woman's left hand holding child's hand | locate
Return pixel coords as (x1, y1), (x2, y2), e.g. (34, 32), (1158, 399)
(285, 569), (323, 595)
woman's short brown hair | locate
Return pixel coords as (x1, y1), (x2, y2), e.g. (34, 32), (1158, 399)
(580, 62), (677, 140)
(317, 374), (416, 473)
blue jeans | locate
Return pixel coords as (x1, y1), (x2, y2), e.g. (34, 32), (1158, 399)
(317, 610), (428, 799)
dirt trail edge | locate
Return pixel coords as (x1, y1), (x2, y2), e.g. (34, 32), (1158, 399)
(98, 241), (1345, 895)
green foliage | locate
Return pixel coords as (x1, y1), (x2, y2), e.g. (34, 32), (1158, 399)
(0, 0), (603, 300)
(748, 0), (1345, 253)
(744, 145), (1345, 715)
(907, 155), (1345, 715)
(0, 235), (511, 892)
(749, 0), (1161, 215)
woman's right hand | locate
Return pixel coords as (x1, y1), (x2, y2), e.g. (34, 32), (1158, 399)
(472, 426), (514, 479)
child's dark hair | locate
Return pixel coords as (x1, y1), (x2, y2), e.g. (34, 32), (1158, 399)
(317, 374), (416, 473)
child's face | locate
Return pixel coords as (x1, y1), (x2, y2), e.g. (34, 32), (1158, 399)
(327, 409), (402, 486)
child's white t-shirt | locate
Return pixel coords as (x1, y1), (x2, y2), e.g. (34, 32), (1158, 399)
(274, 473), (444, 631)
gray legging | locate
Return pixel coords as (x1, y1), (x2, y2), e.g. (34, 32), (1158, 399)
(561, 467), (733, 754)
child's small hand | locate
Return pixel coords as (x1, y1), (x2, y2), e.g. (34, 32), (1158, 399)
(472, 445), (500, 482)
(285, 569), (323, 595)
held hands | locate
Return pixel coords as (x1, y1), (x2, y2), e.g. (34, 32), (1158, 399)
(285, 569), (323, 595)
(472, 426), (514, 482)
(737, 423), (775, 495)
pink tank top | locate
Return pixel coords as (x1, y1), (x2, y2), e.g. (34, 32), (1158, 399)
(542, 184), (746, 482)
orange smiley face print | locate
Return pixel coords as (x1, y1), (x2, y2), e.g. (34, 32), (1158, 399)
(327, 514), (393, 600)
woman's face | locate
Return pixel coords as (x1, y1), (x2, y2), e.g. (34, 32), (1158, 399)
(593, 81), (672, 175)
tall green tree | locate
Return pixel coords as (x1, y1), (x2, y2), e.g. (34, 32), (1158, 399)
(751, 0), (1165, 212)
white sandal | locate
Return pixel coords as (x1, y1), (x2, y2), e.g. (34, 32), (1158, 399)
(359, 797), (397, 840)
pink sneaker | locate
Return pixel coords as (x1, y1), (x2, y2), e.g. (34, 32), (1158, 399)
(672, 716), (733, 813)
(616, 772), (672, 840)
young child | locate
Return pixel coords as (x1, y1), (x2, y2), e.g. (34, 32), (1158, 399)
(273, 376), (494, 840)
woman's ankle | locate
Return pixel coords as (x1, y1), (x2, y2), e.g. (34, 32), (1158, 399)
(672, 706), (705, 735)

- - -

## DIRECTIVE
Reproduce all of the material above, replacing every occurrence of "woman's" with "adult's" and leaving everything else unchanged.

## OUTPUT BELOW
adult's left hand holding child's hand | locate
Return pixel coords as (x1, y1), (x2, y2), e.g. (34, 32), (1158, 399)
(285, 569), (323, 595)
adult's short brown hair | locate
Return pixel coords as (x1, y1), (x2, y2), e.g. (34, 32), (1158, 399)
(580, 62), (677, 140)
(317, 374), (416, 473)
blue jeans | locate
Return pixel coords as (x1, y1), (x2, y2), e.g. (34, 32), (1158, 399)
(317, 610), (428, 799)
dirt trail edge | locate
Return pixel coords as (x1, y1), (x2, y2), e.g. (34, 32), (1158, 399)
(98, 241), (1345, 895)
green foliage | locate
Return pixel coords as (x1, y1), (x2, y2), e.g. (34, 32), (1158, 399)
(0, 0), (603, 300)
(748, 0), (1345, 253)
(744, 145), (1345, 715)
(907, 155), (1345, 715)
(0, 235), (511, 892)
(749, 0), (1161, 215)
adult's right hand | locate
Return pixel coords as (x1, y1), (x2, y2), e.g. (34, 32), (1158, 399)
(472, 426), (514, 479)
child's dark hair | locate
Return pixel coords as (x1, y1), (x2, y2), e.g. (34, 32), (1158, 399)
(317, 374), (416, 473)
child's face | locate
Return pixel coords as (x1, y1), (x2, y2), e.g. (34, 32), (1158, 399)
(327, 409), (402, 486)
child's white t-shirt | locate
Return pixel coords as (x1, y1), (x2, y2), e.g. (34, 32), (1158, 399)
(274, 473), (444, 631)
gray legging | locate
Return pixel coords as (x1, y1), (x2, y2), e.g. (34, 32), (1158, 399)
(561, 467), (733, 754)
child's small hand | locate
Return pixel coords as (x1, y1), (x2, y2), e.g. (34, 32), (1158, 399)
(472, 445), (500, 482)
(285, 569), (323, 595)
held hands | locate
Return pixel coords as (x1, y1), (x2, y2), e.g. (34, 32), (1158, 399)
(285, 569), (323, 595)
(472, 426), (514, 482)
(737, 423), (775, 495)
pink tank top | locate
Return pixel coords as (x1, y1), (x2, y2), e.g. (34, 32), (1158, 399)
(542, 184), (746, 482)
orange smiley face print | locate
Return pixel coords as (x1, y1), (x2, y2), e.g. (34, 32), (1158, 399)
(327, 514), (393, 600)
adult's face | locate
Return pixel coords as (x1, y1), (x2, y2), e.g. (34, 32), (1158, 399)
(593, 81), (672, 175)
tall green tree | locate
Return pixel coords as (x1, y1), (x2, y2), e.g. (34, 32), (1158, 399)
(751, 0), (1165, 212)
white sandal | locate
Return pixel coords as (x1, y1), (x2, y2), e.g. (34, 32), (1158, 399)
(359, 797), (397, 840)
pink sneaker | locate
Return pixel coords as (x1, y1), (x2, y2), e.g. (34, 32), (1158, 399)
(672, 716), (733, 813)
(616, 772), (672, 840)
young child | locate
Return pixel coords as (x1, y1), (x2, y2), e.g. (34, 32), (1158, 399)
(273, 376), (494, 840)
adult's ankle | locate
Return pixel coords as (x1, y1), (x2, y2), e.g. (34, 32), (1158, 399)
(672, 706), (705, 735)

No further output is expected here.